## Your objective
Since pictures are not wanted in the copy, output only the rest of each record exactly.

## Records supplied
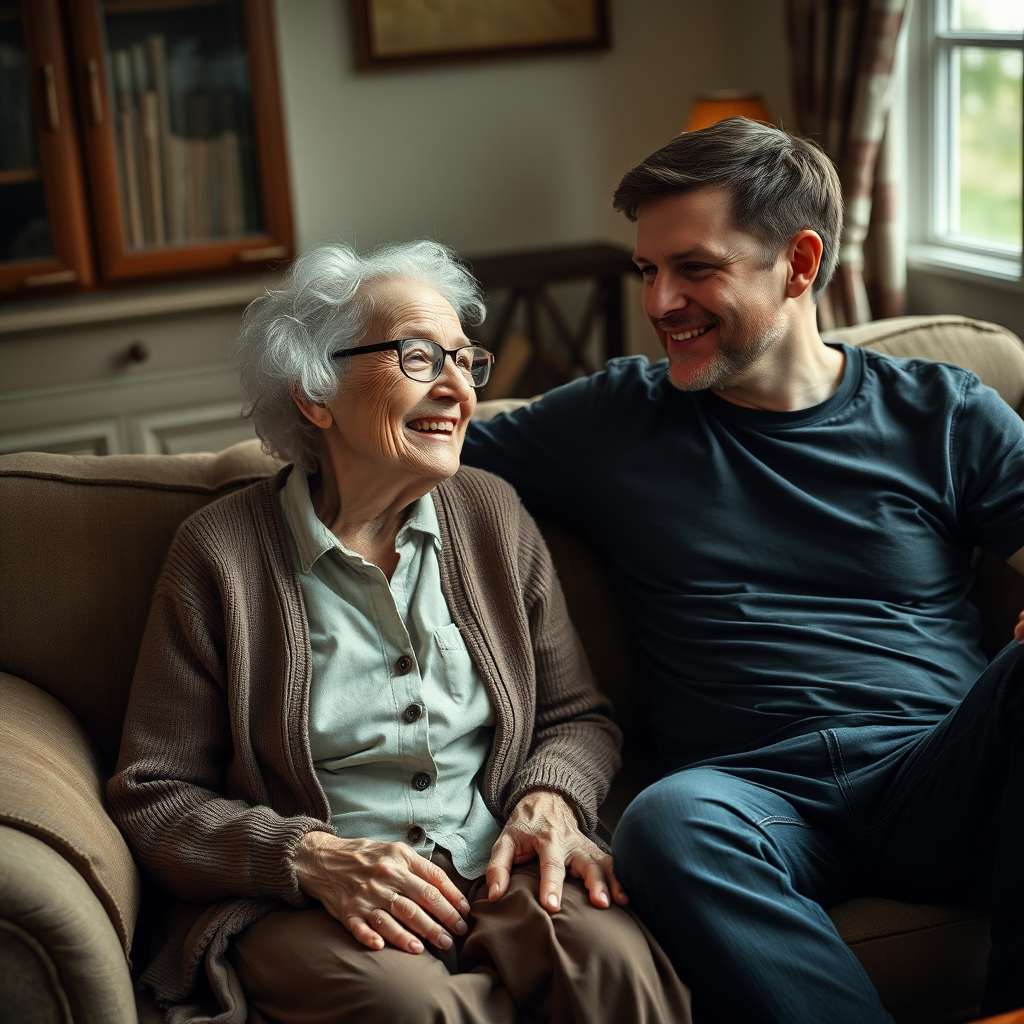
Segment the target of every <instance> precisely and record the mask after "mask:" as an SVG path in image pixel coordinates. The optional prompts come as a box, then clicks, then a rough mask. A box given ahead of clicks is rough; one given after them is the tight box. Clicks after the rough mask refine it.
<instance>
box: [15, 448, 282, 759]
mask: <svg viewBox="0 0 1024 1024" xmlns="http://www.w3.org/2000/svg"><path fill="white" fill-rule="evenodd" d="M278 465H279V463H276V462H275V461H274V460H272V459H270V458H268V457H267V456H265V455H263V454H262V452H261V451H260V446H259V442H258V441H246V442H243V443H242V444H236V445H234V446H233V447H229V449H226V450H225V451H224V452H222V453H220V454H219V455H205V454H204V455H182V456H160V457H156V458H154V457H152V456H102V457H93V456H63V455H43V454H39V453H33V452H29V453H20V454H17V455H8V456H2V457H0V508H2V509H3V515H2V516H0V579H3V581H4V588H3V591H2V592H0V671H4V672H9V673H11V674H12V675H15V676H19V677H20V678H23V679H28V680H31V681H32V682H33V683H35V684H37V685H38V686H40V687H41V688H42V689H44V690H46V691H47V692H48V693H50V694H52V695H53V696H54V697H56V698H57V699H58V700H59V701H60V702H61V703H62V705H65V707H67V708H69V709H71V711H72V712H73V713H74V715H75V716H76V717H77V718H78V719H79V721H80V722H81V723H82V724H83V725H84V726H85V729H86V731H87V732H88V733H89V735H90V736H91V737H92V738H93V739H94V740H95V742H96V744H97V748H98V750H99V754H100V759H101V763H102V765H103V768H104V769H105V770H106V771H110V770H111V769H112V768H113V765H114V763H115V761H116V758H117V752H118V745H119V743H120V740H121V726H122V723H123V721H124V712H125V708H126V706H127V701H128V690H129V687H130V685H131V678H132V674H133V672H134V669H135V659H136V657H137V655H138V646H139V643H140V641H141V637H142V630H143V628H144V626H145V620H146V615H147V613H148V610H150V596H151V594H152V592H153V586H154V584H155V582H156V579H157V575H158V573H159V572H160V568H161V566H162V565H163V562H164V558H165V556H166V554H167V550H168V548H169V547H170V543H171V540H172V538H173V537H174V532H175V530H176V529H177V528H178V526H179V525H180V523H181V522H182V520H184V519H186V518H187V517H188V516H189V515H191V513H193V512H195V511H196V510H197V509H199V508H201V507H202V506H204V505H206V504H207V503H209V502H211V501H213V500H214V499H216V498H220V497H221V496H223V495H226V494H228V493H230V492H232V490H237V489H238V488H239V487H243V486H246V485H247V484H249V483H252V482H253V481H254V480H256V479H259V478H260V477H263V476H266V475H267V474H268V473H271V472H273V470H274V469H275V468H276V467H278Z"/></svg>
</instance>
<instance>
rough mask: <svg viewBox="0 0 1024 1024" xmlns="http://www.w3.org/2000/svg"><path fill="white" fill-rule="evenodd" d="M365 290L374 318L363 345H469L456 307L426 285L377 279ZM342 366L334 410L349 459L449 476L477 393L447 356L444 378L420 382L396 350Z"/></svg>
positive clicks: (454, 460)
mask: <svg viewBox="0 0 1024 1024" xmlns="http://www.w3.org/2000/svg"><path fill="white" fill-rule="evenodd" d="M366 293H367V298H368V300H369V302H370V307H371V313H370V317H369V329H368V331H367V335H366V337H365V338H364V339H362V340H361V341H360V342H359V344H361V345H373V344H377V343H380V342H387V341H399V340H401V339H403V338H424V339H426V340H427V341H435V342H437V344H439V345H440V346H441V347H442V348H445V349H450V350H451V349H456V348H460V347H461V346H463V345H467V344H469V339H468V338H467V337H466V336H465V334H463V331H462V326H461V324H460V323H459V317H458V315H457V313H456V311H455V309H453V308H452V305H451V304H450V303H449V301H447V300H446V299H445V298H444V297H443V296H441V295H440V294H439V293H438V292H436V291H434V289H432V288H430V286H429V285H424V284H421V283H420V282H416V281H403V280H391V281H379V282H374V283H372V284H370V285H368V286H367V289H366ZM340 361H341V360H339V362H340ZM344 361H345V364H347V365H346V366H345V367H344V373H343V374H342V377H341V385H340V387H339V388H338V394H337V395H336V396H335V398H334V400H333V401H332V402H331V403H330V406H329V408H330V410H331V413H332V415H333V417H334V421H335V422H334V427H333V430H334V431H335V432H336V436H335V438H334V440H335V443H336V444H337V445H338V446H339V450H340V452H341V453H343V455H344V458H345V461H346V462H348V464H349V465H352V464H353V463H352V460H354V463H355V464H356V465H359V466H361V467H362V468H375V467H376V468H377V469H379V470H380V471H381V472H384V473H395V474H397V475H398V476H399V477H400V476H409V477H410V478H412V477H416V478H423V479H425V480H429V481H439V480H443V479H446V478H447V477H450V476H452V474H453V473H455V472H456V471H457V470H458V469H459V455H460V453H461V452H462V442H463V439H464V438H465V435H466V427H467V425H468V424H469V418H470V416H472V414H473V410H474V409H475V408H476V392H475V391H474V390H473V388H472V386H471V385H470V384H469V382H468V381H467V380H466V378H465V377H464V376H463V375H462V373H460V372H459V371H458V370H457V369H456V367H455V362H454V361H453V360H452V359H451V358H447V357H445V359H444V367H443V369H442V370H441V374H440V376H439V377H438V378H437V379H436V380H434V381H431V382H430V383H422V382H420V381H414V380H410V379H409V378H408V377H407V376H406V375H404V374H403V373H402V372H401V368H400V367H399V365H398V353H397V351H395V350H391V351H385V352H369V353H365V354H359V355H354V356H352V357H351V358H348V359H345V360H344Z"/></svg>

## Solution to the exercise
Segment the target of every <instance> precisely and record the mask after "mask:" as an SVG path in image pixel coordinates. The optional prompts come as a box, then clicks, then a rough mask. A box given ahead of clicks is rough; one given after them is the tight box. Clicks after the rough mask refine it.
<instance>
box: [15, 448, 282, 759]
mask: <svg viewBox="0 0 1024 1024" xmlns="http://www.w3.org/2000/svg"><path fill="white" fill-rule="evenodd" d="M278 465H279V463H276V462H275V461H274V460H272V459H270V458H268V457H267V456H265V455H263V454H262V452H261V451H260V446H259V442H258V441H246V442H243V443H242V444H236V445H234V446H233V447H229V449H226V450H225V451H224V452H222V453H220V454H219V455H205V454H204V455H182V456H160V457H156V458H154V457H152V456H102V457H93V456H63V455H43V454H39V453H33V452H29V453H20V454H17V455H8V456H2V457H0V508H2V509H3V515H2V516H0V579H3V581H4V588H3V591H2V592H0V671H4V672H9V673H11V674H12V675H15V676H19V677H20V678H23V679H28V680H31V681H32V682H33V683H35V684H37V685H38V686H40V687H41V688H42V689H44V690H46V691H47V692H48V693H50V694H52V695H53V696H54V697H56V698H57V699H58V700H59V701H60V702H61V703H62V705H65V707H67V708H69V709H71V711H72V712H73V713H74V715H75V716H76V717H77V718H78V719H79V721H80V722H81V723H82V724H83V725H84V726H85V729H86V731H87V732H88V733H89V735H90V736H91V737H92V738H93V739H94V740H95V742H96V744H97V748H98V750H99V754H100V759H101V763H102V765H103V768H104V769H105V770H106V771H110V770H111V769H112V768H113V765H114V763H115V761H116V758H117V752H118V745H119V743H120V740H121V726H122V723H123V721H124V712H125V708H126V706H127V701H128V690H129V687H130V685H131V678H132V674H133V672H134V669H135V659H136V657H137V655H138V646H139V643H140V641H141V637H142V630H143V628H144V626H145V620H146V615H147V613H148V610H150V596H151V594H152V592H153V586H154V584H155V582H156V579H157V575H158V573H159V572H160V568H161V566H162V565H163V562H164V558H165V556H166V554H167V550H168V548H169V547H170V543H171V540H172V538H173V537H174V532H175V530H176V529H177V528H178V526H179V525H180V523H181V522H182V520H184V519H186V518H187V517H188V516H189V515H191V513H193V512H195V511H196V510H197V509H199V508H201V507H202V506H204V505H206V504H207V503H209V502H211V501H213V500H214V499H216V498H220V497H221V496H223V495H226V494H228V493H230V492H232V490H237V489H238V488H239V487H243V486H246V485H247V484H249V483H252V482H253V481H254V480H256V479H259V478H260V477H263V476H266V475H267V474H268V473H271V472H273V470H274V469H275V468H276V467H278Z"/></svg>
</instance>
<instance>
rough mask: <svg viewBox="0 0 1024 1024" xmlns="http://www.w3.org/2000/svg"><path fill="white" fill-rule="evenodd" d="M365 290L374 318L363 345H469L456 307L426 285L377 279ZM342 366L334 410L349 459L449 476L477 393L447 356L444 378L420 382L396 350Z"/></svg>
positive clicks: (454, 460)
mask: <svg viewBox="0 0 1024 1024" xmlns="http://www.w3.org/2000/svg"><path fill="white" fill-rule="evenodd" d="M366 293H367V298H368V300H369V302H370V307H371V313H370V317H369V329H368V331H367V335H366V337H365V338H364V339H362V340H361V341H360V342H359V344H361V345H373V344H377V343H380V342H387V341H399V340H401V339H403V338H424V339H426V340H427V341H435V342H437V344H439V345H440V346H441V347H442V348H445V349H450V350H451V349H456V348H460V347H461V346H463V345H467V344H469V339H468V338H467V337H466V336H465V334H463V331H462V326H461V324H460V323H459V317H458V315H457V313H456V311H455V309H453V308H452V305H451V304H450V303H449V301H447V300H446V299H445V298H444V297H443V296H441V295H440V294H439V293H438V292H436V291H434V289H432V288H430V286H429V285H424V284H421V283H420V282H416V281H403V280H391V281H379V282H374V283H372V284H370V285H368V286H367V289H366ZM340 361H341V360H339V362H340ZM344 361H345V364H347V365H346V366H345V367H344V373H343V374H342V377H341V385H340V387H339V388H338V394H337V395H336V396H335V398H334V400H333V401H332V402H331V403H330V406H329V408H330V410H331V413H332V415H333V417H334V421H335V422H334V427H333V430H334V431H335V432H336V436H335V438H334V440H335V443H336V444H337V445H338V446H339V450H340V452H341V453H343V455H344V458H345V461H346V462H348V464H349V465H352V464H353V463H352V460H354V463H355V464H356V465H359V466H361V467H362V468H375V467H376V468H377V469H379V470H380V471H381V472H384V473H395V474H397V475H398V476H399V477H400V476H409V477H410V478H412V477H416V478H423V479H425V480H429V481H439V480H443V479H446V478H447V477H450V476H452V474H453V473H455V472H456V471H457V470H458V469H459V455H460V453H461V452H462V442H463V439H464V438H465V435H466V427H467V425H468V424H469V418H470V416H472V414H473V410H474V409H475V408H476V392H475V391H474V390H473V388H472V386H471V385H470V384H469V382H468V381H467V380H466V378H465V377H464V376H463V375H462V373H460V372H459V371H458V370H457V369H456V367H455V362H454V361H453V360H452V359H451V358H447V357H445V359H444V367H443V369H442V370H441V374H440V376H439V377H438V378H437V379H436V380H434V381H431V382H430V383H422V382H420V381H414V380H410V379H409V378H408V377H407V376H406V375H404V374H403V373H402V372H401V368H400V367H399V365H398V353H397V351H395V350H391V351H385V352H369V353H365V354H359V355H354V356H352V357H351V358H348V359H345V360H344Z"/></svg>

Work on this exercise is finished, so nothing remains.